EXTRACT PROVIDED =>
--- begin ---
Becoming Comfortable Looking Lost
When I first started traveling, I thought the hardest part would be getting lost.
It wasn't.
The hardest part was being bad at things.
Standing in train stations staring at maps.
Mispronouncing words.
Walking in the wrong direction.
Missing trains.
Ordering something completely different than what I thought I'd ordered.
Looking confused.
Looking inexperienced.
Looking like someone who had absolutely no idea what she was doing.
I spent so much energy trying not to look incompetent.
Eventually, I realized something.
Nobody cared.
Travel Makes You A Beginner Again
Every country asks you to start over.
Different languages.
Different transportation.
Different customs.
Different expectations.
You become the least knowledgeable person in the room surprisingly often.
At first, I hated that feeling.
I wanted to blend in.
To move confidently.
To look like I knew what I was doing.
Instead, I kept making mistakes.
And the world kept turning.
I Failed In Small Ways Almost Every Day
I boarded the wrong train.
Missed bus stops.
Pronounced words incorrectly.
Walked twenty minutes in the wrong direction because I was too embarrassed to ask for help.
Ordered food I hadn't meant to order.
Got caught in the rain because I underestimated the weather.
Showed up exhausted because I over planned a day.
None of those moments felt particularly important on their own.
Together, they slowly changed me.
Embarrassment Has An Expiration Date
One of the most unexpected things travel taught me was that embarrassment doesn't last very long.
--- end ---
TASK REQUIREMENTS =>
a) In one to three sentences, explain why the essay on looking lost while traveling says travel makes a person a beginner again.
b) Quote the essay word for word, starting with "Pronounced words incorrectly." and going on through "slowly changed me.".
Work from the essay alone.

[A run of records]
--- begin ---
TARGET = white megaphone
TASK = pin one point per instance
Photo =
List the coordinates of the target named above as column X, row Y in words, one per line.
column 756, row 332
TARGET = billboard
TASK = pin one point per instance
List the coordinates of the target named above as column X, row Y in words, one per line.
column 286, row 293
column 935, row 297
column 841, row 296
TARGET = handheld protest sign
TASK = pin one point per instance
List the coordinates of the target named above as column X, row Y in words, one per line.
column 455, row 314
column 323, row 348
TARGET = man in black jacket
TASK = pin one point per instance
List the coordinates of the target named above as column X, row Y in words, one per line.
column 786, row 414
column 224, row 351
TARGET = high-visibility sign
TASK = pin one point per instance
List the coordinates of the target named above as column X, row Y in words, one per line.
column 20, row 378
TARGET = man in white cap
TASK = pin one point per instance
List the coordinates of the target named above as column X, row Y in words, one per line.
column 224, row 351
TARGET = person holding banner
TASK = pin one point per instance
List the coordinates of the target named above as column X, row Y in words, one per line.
--- end ---
PER-TASK OUTPUTS =>
a) Every country asks you to start over, with different languages, transportation, customs, and expectations. Because of this, you surprisingly often become the least knowledgeable person in the room.

b)
Pronounced words incorrectly.
Walked twenty minutes in the wrong direction because I was too embarrassed to ask for help.
Ordered food I hadn't meant to order.
Got caught in the rain because I underestimated the weather.
Showed up exhausted because I over planned a day.
None of those moments felt particularly important on their own.
Together, they slowly changed me.